● PROBLEM REQUIREMENTS
Change every occurrence of "trace the outline" in the data below to "draw the boundary", leave everything else unchanged, and omit the pictures from your answer.

BEGIN INFORMATION GIVEN

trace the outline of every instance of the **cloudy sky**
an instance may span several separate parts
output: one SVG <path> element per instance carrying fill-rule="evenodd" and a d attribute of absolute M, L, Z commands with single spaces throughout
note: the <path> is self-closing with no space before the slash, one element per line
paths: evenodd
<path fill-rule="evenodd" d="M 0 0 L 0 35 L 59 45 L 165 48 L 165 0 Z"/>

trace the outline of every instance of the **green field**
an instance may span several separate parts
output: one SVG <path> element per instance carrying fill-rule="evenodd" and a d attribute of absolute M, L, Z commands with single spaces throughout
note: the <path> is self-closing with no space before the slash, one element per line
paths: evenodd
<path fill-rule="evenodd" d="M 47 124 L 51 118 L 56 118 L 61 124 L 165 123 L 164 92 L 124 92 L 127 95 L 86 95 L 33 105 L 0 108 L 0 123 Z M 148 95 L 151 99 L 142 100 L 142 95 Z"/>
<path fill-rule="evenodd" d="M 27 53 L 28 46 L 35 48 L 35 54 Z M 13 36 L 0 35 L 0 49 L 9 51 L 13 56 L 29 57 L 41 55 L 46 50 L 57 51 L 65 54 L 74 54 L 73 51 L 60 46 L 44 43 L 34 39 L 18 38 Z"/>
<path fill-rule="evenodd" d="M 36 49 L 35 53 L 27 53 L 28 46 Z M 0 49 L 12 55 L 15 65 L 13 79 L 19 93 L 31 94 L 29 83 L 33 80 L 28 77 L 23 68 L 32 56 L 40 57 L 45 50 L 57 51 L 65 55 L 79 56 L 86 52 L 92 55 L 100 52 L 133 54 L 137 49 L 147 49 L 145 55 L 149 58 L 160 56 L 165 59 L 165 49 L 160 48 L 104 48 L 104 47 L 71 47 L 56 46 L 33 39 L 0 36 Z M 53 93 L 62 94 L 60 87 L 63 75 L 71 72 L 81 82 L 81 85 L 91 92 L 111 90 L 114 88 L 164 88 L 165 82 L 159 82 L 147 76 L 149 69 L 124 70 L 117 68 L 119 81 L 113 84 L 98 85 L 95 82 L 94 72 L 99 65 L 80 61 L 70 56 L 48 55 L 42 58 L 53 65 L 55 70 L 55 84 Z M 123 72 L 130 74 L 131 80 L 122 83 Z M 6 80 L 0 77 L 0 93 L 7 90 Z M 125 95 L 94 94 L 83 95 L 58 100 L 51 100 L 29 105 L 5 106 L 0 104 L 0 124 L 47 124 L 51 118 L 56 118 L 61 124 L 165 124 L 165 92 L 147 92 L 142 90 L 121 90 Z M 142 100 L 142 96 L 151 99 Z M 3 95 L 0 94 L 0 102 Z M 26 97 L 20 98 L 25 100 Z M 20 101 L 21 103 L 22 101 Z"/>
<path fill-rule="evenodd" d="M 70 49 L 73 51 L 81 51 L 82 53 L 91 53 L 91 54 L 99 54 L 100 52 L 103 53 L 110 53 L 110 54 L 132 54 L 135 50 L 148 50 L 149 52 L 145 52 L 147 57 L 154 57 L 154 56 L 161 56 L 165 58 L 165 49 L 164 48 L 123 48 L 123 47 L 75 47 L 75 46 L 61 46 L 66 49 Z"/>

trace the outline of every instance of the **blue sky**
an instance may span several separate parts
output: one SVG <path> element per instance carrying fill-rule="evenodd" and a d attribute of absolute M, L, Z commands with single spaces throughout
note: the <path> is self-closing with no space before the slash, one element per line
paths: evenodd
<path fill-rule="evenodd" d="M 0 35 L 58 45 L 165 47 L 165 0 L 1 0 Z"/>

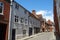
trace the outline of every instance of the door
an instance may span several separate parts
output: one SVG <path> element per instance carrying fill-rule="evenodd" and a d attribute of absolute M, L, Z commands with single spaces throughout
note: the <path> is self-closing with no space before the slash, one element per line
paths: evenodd
<path fill-rule="evenodd" d="M 15 40 L 15 29 L 12 29 L 12 40 Z"/>
<path fill-rule="evenodd" d="M 29 36 L 32 35 L 32 28 L 29 28 Z"/>
<path fill-rule="evenodd" d="M 6 28 L 6 24 L 0 23 L 0 40 L 5 40 Z"/>

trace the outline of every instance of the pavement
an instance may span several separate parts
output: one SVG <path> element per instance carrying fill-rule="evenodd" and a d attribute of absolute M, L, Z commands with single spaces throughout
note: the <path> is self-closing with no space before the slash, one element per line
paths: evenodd
<path fill-rule="evenodd" d="M 54 32 L 42 32 L 19 40 L 56 40 Z"/>

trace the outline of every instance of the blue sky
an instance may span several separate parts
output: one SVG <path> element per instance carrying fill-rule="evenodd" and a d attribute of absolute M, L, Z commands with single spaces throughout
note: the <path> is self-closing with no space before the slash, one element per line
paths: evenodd
<path fill-rule="evenodd" d="M 46 20 L 53 21 L 53 0 L 15 0 L 24 8 L 29 10 L 36 10 L 36 14 L 42 14 Z"/>

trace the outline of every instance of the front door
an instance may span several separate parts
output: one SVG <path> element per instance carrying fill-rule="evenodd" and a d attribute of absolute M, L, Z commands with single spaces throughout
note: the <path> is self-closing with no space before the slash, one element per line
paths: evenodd
<path fill-rule="evenodd" d="M 29 36 L 32 35 L 32 28 L 29 28 Z"/>
<path fill-rule="evenodd" d="M 15 33 L 16 33 L 15 29 L 12 29 L 12 40 L 15 40 Z"/>
<path fill-rule="evenodd" d="M 6 24 L 0 23 L 0 40 L 5 40 L 6 28 Z"/>

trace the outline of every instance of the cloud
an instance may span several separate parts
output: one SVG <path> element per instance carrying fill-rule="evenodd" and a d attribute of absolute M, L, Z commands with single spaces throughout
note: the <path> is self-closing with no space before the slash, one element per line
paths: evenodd
<path fill-rule="evenodd" d="M 46 20 L 51 20 L 53 21 L 53 12 L 52 10 L 48 11 L 48 10 L 40 10 L 37 11 L 36 14 L 42 14 L 43 18 L 45 18 Z"/>

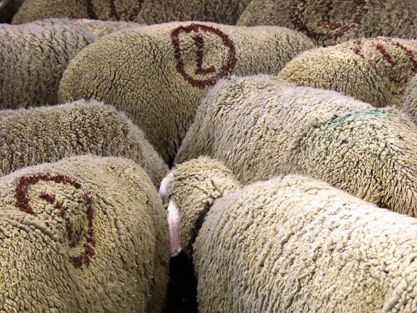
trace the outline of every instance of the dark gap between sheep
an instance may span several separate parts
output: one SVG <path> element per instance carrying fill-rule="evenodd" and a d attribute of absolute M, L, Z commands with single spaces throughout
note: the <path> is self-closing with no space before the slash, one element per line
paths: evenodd
<path fill-rule="evenodd" d="M 183 252 L 170 260 L 170 282 L 163 313 L 198 312 L 193 261 Z"/>

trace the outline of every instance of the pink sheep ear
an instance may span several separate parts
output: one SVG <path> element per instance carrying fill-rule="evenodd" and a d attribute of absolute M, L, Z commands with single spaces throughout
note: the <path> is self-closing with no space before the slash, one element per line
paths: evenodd
<path fill-rule="evenodd" d="M 170 172 L 161 182 L 161 186 L 159 187 L 159 195 L 162 198 L 163 203 L 166 203 L 168 199 L 168 186 L 171 184 L 171 182 L 174 180 L 174 174 Z"/>
<path fill-rule="evenodd" d="M 174 199 L 172 199 L 168 204 L 167 217 L 170 231 L 170 250 L 171 257 L 174 257 L 178 255 L 181 250 L 179 239 L 181 213 L 179 213 L 178 204 Z"/>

END INFORMATION GIVEN

● SOLVED PROBLEM
draw the boundary of every instance of the **cloudy sky**
an instance may span several separate parts
output: one SVG <path> element per instance carrying fill-rule="evenodd" and a d attribute of absolute M, L, Z commands with single spaces throughout
note: the <path> is self-closing with no space before the slash, one element per line
paths: evenodd
<path fill-rule="evenodd" d="M 0 0 L 0 35 L 59 45 L 165 48 L 165 0 Z"/>

draw the boundary of every instance of the **green field**
an instance may span several separate parts
output: one SVG <path> element per instance carrying fill-rule="evenodd" and a d attribute of absolute M, L, Z commands with single spaces throughout
note: the <path> is self-closing with no space before the slash, one element per line
paths: evenodd
<path fill-rule="evenodd" d="M 47 124 L 51 118 L 56 118 L 61 124 L 165 123 L 164 92 L 124 92 L 127 95 L 86 95 L 33 105 L 0 108 L 0 123 Z M 148 95 L 151 99 L 142 100 L 142 95 Z"/>
<path fill-rule="evenodd" d="M 27 53 L 28 46 L 35 48 L 35 54 Z M 13 36 L 0 35 L 0 49 L 9 51 L 13 56 L 29 57 L 41 55 L 46 50 L 57 51 L 65 54 L 74 54 L 73 51 L 60 46 L 44 43 L 34 39 L 18 38 Z"/>
<path fill-rule="evenodd" d="M 36 49 L 35 53 L 27 53 L 28 46 Z M 0 49 L 12 55 L 15 65 L 13 79 L 19 93 L 31 94 L 29 83 L 33 80 L 28 77 L 23 68 L 32 56 L 40 57 L 45 50 L 57 51 L 65 55 L 79 56 L 86 52 L 92 55 L 100 52 L 133 54 L 137 49 L 147 49 L 145 55 L 149 58 L 160 56 L 165 59 L 165 49 L 160 48 L 104 48 L 104 47 L 71 47 L 56 46 L 33 39 L 0 36 Z M 53 93 L 62 94 L 60 87 L 63 75 L 71 72 L 81 82 L 81 85 L 91 92 L 111 90 L 114 88 L 164 88 L 165 82 L 159 82 L 147 76 L 149 69 L 124 70 L 117 68 L 119 81 L 113 84 L 98 85 L 95 82 L 94 72 L 99 65 L 80 61 L 70 56 L 48 55 L 42 58 L 53 65 L 55 70 L 55 84 Z M 123 72 L 130 74 L 131 80 L 122 83 Z M 6 80 L 0 77 L 0 93 L 7 90 Z M 125 95 L 94 94 L 83 95 L 58 100 L 51 100 L 29 105 L 5 106 L 0 104 L 0 124 L 47 124 L 51 118 L 56 118 L 61 124 L 165 124 L 165 92 L 147 92 L 142 90 L 121 90 Z M 142 100 L 142 96 L 151 99 Z M 3 95 L 0 94 L 0 102 Z M 26 97 L 20 98 L 25 100 Z M 20 101 L 21 103 L 22 101 Z"/>
<path fill-rule="evenodd" d="M 70 49 L 73 51 L 81 51 L 82 53 L 91 53 L 91 54 L 99 54 L 100 52 L 103 53 L 110 53 L 110 54 L 132 54 L 135 50 L 148 50 L 149 52 L 145 52 L 147 57 L 154 57 L 154 56 L 161 56 L 165 58 L 165 49 L 164 48 L 123 48 L 123 47 L 75 47 L 75 46 L 61 46 L 66 49 Z"/>

draw the boundary of every instance of the **blue sky**
an instance may span several separate parts
output: one SVG <path> element per instance carrying fill-rule="evenodd" and a d attribute of absolute M, L, Z commands with single spaces throughout
note: the <path> is self-closing with no space before the slash, one element per line
paths: evenodd
<path fill-rule="evenodd" d="M 0 35 L 58 45 L 165 47 L 165 0 L 1 0 Z"/>

draw the boundary of every instance of the door
an instance may span several separate parts
output: one SVG <path> element per instance carrying fill-rule="evenodd" and a d attribute of absolute M, L, Z commands with single spaces throughout
note: the <path> is self-closing with no space before the slash, one element per line
paths: evenodd
<path fill-rule="evenodd" d="M 15 40 L 15 29 L 12 29 L 12 40 Z"/>
<path fill-rule="evenodd" d="M 29 36 L 32 35 L 32 28 L 29 28 Z"/>
<path fill-rule="evenodd" d="M 6 28 L 6 24 L 0 23 L 0 40 L 5 40 Z"/>

draw the boundary of every instance of the pavement
an instance may span several separate parts
output: one SVG <path> element per instance carrying fill-rule="evenodd" and a d attribute of absolute M, L, Z commands with single spaces throughout
note: the <path> is self-closing with no space before the slash, one element per line
paths: evenodd
<path fill-rule="evenodd" d="M 54 32 L 42 32 L 19 40 L 56 40 Z"/>

draw the boundary of every instance of the blue sky
an instance may span several separate parts
output: one SVG <path> element per instance carrying fill-rule="evenodd" and a d attribute of absolute M, L, Z commands with single spaces throughout
note: the <path> is self-closing with no space before the slash, one element per line
paths: evenodd
<path fill-rule="evenodd" d="M 46 20 L 53 21 L 53 0 L 15 0 L 24 8 L 29 10 L 36 10 L 36 14 L 42 14 Z"/>

draw the boundary of every instance of the front door
an instance may span several separate parts
output: one SVG <path> element per instance carrying fill-rule="evenodd" and a d attribute of absolute M, L, Z commands with single spaces throughout
note: the <path> is self-closing with no space before the slash, one element per line
paths: evenodd
<path fill-rule="evenodd" d="M 29 36 L 32 35 L 32 28 L 29 28 Z"/>
<path fill-rule="evenodd" d="M 15 33 L 16 33 L 15 29 L 12 29 L 12 40 L 15 40 Z"/>
<path fill-rule="evenodd" d="M 6 24 L 0 23 L 0 40 L 5 40 L 6 28 Z"/>

draw the boundary of every instance of the cloud
an instance may span several separate parts
output: one SVG <path> element per instance carrying fill-rule="evenodd" and a d attribute of absolute M, L, Z commands with single spaces throughout
note: the <path> is self-closing with no space before the slash, one element per line
paths: evenodd
<path fill-rule="evenodd" d="M 46 20 L 51 20 L 53 21 L 53 12 L 52 10 L 48 11 L 48 10 L 40 10 L 37 11 L 36 14 L 42 14 L 43 18 L 45 18 Z"/>

draw the boundary of every instance of the dark gap between sheep
an instance may span several separate parts
output: one SVG <path> element per instance carrying fill-rule="evenodd" and a d attribute of absolute M, L, Z commands with single spaces throughout
note: the <path> is self-closing with no space before the slash, one element per line
paths: evenodd
<path fill-rule="evenodd" d="M 183 252 L 170 260 L 170 282 L 163 313 L 198 312 L 193 261 Z"/>

draw the boundary of every instance of the pink sheep ear
an instance may span several separate parts
output: one SVG <path> element per instance carrying fill-rule="evenodd" and a d attribute of absolute M, L, Z commands with single spaces throughout
note: the <path> is self-closing with no space before the slash, one element per line
paths: evenodd
<path fill-rule="evenodd" d="M 170 172 L 161 182 L 161 186 L 159 187 L 159 195 L 162 198 L 163 203 L 166 203 L 168 199 L 168 186 L 171 184 L 171 182 L 174 180 L 174 174 Z"/>
<path fill-rule="evenodd" d="M 174 199 L 172 199 L 168 204 L 167 217 L 170 231 L 170 250 L 171 257 L 174 257 L 178 255 L 181 250 L 179 239 L 181 213 L 179 213 L 178 204 Z"/>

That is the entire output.